**Text**

■ ■ ■ ■

The company reached a milestone in 1986 when, for the first time in the U.S., chilled juice outsold concentrated juice.

Tropicana changed hands again in 1988 with its sale to the Canadian Seagram Co. Ltd. In the 1990s, Tropicana expanded its chilled juice market to Canada, Central and South America, throughout Europe, Hong Kong and China.

In an advertising coup, the Tampa Bay Devil Rays’ baseball stadium was named Tropicana Field in 1996.
Seagram sold Tropicana to PepsiCo for a mammoth $3.3 billion in August 1998.

One of Anthony’s legacies was instigating the inclusion of Florida citrus juice in American school lunch programs.

After selling Tropicana, Anthony founded the Aurora Foundation, which funds charities and educational institutions.

Through attention to every detail of his business, Anthony created what is now the only worldwide citrus juice business. Tropicana is the world’s leading maker of chilled orange juice and controls about one-third of the U.S. orange juice market, and an even greater share of the U.S. chilled juice market.

Anthony was inducted into the Florida Citrus Hall of Fame in 1977 and the Florida Agricultural Hall of Fame in 1987. In 1980, he received an honorable doctorate from the University of Tampa.
Anthony died in 1993 in Bradenton at the age of 92, but the citrus empire he created lives on.

Given that he started in New York with $30 and eventually sold his company for nearly half a billion dollars, it was a staggering achievement.


Juice Joust Pits Fresh Against Frozen Concentrate

In 1973, Minute Maid—owned by Coca-Cola—went into direct competition with Tropicana by introducing chilled orange juice, though Minute Maid juice was reconstituted from frozen concentrate.

A debate ensued over which company had the superior product.

■ ■ ■ ■

**Given records**
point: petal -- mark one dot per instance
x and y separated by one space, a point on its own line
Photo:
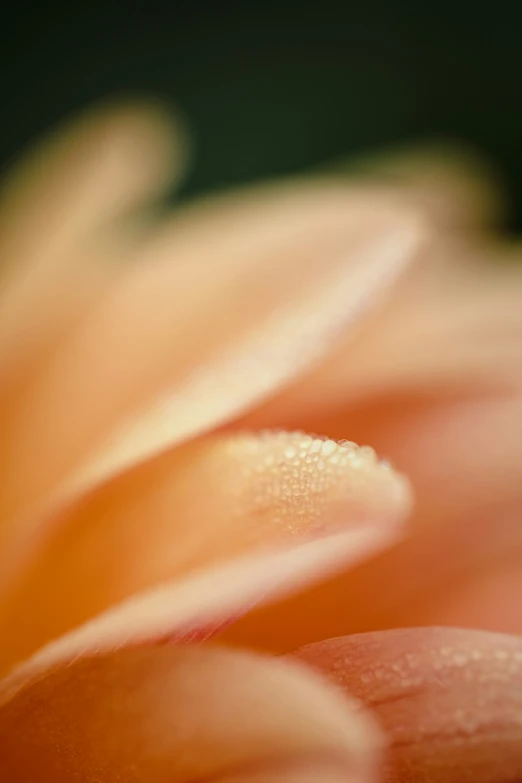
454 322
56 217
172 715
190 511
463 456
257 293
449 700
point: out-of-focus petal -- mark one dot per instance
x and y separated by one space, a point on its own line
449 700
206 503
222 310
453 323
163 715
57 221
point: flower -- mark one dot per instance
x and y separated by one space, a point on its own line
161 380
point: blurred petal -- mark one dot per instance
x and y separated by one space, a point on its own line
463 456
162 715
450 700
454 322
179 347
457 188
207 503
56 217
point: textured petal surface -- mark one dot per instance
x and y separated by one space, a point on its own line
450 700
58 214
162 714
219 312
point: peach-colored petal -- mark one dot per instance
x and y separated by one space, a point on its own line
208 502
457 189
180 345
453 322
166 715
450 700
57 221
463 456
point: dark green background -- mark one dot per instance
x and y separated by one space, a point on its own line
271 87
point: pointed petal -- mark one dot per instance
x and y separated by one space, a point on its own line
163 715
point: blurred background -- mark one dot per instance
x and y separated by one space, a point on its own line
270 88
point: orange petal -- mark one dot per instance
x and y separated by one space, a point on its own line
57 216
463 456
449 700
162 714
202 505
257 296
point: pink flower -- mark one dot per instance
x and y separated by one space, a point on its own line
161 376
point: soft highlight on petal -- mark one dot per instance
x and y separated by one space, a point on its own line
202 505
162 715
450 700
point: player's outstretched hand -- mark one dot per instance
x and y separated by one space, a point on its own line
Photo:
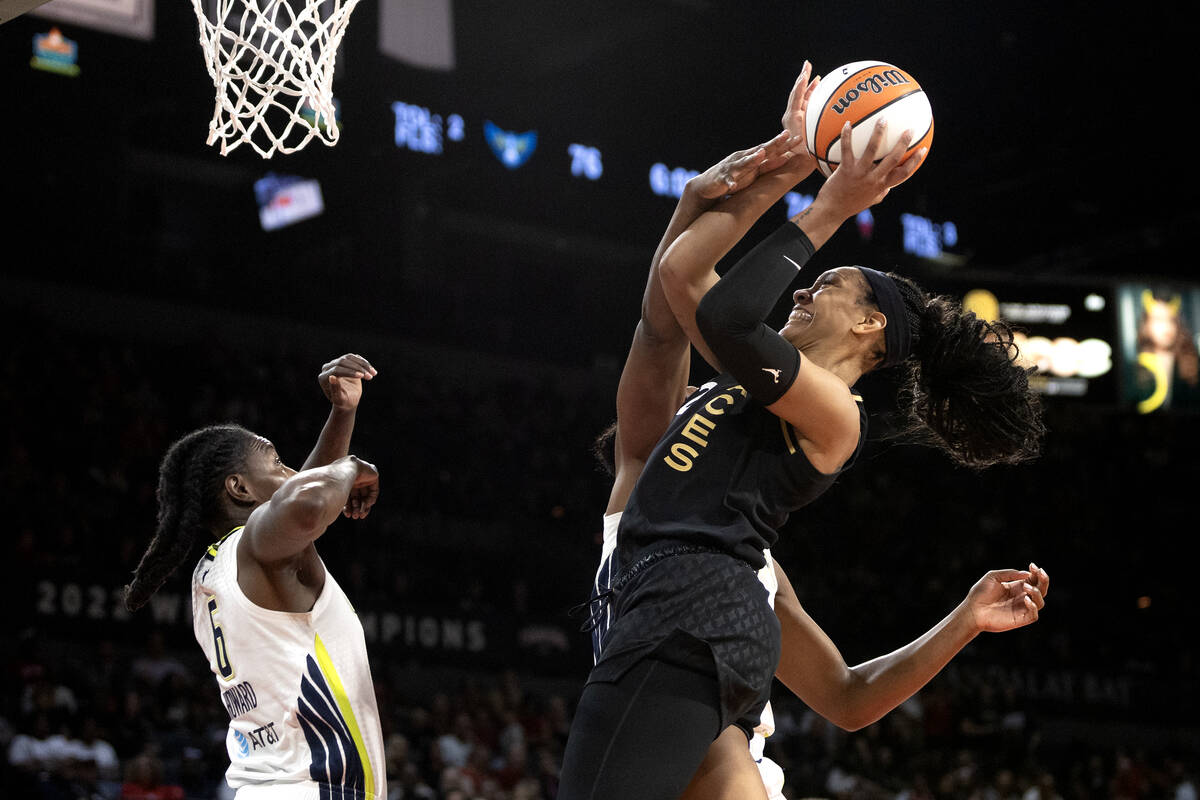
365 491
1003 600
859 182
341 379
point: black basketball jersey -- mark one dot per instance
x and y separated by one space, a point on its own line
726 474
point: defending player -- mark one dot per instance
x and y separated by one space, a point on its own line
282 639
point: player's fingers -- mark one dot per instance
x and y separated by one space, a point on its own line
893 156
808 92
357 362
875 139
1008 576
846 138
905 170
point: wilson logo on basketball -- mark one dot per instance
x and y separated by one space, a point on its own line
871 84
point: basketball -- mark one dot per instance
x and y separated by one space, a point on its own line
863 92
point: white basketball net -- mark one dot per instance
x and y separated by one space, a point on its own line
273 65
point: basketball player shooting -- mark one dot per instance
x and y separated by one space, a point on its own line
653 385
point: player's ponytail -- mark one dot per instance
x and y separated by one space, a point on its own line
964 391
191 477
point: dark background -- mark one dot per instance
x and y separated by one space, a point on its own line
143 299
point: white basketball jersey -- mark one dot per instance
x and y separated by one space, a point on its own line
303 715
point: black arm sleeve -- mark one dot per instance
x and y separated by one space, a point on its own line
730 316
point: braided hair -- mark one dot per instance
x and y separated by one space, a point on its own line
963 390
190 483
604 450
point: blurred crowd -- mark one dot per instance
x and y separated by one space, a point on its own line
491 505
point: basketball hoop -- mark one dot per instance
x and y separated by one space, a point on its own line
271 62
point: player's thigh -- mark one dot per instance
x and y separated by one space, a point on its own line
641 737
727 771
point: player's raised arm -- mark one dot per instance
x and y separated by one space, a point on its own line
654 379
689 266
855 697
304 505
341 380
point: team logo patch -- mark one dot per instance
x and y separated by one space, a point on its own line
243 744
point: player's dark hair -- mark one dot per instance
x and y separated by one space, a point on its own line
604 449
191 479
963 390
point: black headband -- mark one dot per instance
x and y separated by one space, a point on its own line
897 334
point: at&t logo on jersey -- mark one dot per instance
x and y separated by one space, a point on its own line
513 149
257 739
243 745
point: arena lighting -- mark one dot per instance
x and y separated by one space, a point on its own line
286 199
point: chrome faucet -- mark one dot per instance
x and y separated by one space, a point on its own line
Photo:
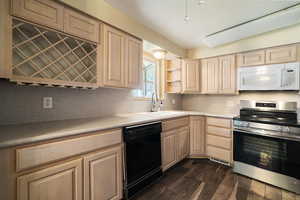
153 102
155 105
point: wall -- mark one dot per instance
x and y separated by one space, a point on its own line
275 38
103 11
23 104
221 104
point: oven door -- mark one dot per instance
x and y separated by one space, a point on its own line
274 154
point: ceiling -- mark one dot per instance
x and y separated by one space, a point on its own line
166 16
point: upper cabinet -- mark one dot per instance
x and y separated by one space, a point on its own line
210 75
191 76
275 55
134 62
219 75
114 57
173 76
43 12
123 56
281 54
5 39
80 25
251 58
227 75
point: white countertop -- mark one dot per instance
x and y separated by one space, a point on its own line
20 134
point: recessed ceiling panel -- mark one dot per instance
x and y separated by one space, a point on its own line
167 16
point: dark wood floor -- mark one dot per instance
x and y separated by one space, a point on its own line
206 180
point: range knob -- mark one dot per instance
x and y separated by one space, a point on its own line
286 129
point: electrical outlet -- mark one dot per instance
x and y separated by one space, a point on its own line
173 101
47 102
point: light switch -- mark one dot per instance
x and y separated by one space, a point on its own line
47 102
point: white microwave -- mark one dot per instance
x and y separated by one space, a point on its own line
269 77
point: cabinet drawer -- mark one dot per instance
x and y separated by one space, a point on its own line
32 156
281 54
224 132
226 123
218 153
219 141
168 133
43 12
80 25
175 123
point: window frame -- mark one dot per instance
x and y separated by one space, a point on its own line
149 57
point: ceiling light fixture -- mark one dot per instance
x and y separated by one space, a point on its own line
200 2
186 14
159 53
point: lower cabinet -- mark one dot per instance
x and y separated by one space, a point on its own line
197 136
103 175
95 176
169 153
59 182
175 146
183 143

■ ■ ■ ■

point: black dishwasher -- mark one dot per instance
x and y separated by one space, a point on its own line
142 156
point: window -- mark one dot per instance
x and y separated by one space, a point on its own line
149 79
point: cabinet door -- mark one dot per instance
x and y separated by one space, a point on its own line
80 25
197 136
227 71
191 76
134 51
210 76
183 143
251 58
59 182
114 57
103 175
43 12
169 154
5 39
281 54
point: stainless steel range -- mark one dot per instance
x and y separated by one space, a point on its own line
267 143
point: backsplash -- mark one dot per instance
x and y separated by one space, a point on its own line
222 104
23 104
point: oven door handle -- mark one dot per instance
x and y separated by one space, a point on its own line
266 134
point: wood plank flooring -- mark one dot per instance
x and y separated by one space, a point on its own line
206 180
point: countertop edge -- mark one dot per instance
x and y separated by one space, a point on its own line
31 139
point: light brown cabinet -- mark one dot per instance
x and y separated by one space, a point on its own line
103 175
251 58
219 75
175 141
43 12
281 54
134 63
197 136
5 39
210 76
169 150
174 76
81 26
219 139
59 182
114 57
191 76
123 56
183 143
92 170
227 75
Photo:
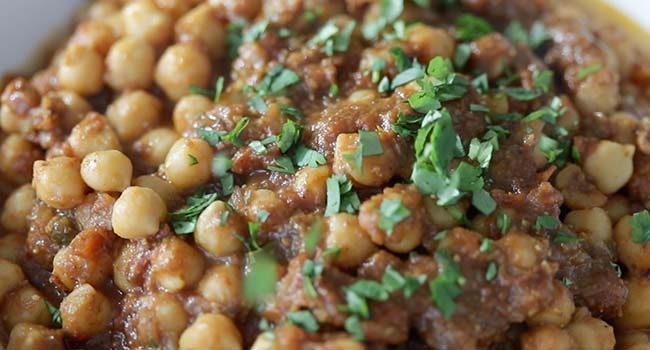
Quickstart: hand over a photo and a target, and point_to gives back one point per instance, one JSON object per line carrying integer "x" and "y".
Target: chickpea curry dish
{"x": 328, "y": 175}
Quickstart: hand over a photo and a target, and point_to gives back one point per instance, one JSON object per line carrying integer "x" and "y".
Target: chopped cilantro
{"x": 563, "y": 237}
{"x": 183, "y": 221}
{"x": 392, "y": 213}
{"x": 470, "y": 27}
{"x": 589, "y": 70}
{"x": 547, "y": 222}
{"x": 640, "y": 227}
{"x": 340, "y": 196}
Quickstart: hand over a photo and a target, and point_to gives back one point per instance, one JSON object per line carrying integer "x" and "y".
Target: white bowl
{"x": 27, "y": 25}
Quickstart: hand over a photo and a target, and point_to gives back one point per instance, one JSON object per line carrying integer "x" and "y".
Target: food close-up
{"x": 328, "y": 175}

■ ■ ■ ■

**Parts of the exercise**
A. According to the Tropicana text, for how much and when did Seagram sell Tropicana to PepsiCo?
B. Why does the Tropicana text call Anthony's career a staggering achievement?
C. Pick up the Tropicana text after its last sentence and continue it.

**Task results**
A. For $3.3 billion, in August 1998.

B. He started in New York with only $30 and eventually sold his company for nearly half a billion dollars.

C.
While Tropicana’s juice came direct from the orange to the bottle following pasteurization, Minute Maid claimed that drawing on frozen concentrate meant the flavors of juices from oranges harvested at different times of the year blended together, giving a consistent flavor through the seasons.

Behind the power of Coca-Cola’s marketing machine, Minute Maid became the first nationally available chilled orange juice in the U.S. Tropicana struck back in 1975 when it once again put frozen concentrate on the market.

Competition intensified in the 1980s between the two juice giants and newcomer Citrus Hill—owned by Procter & Gamble—but Tropicana managed to stay ahead in the chilled orange juice sector.

The juice joust between the two citrus titans proved too much for newcomer Citrus Hill, which withdrew from the orange juice battlefield in September 1992.


Florida’s Citrus-Greening Epidemic Threatens Industry

Citrus-greening disease—officially known as Huanglongbing—is caused by a bacteria transmitted by the Asian citrus psyllid. Once a tree is infected, yield, canopy foliage and root density decline. The condition makes trees sickly and causes them to produce undersized, misshapen fruit that stays green on the bottom. Symptoms can be found year round, but are more prominent September through March.

The disease has affected more than 90% of Florida’s citrus trees, and is confirmed in all commercial citrus growing counties in Florida, according to the University of Florida Institute of Food and Agricultural Sciences Citrus Research and Education Center. The yield has declined by more than 80% from the early 2000s to the present crop forecast, says Steve Futch, a UF/IFAS extension agent based in Lake Alfred.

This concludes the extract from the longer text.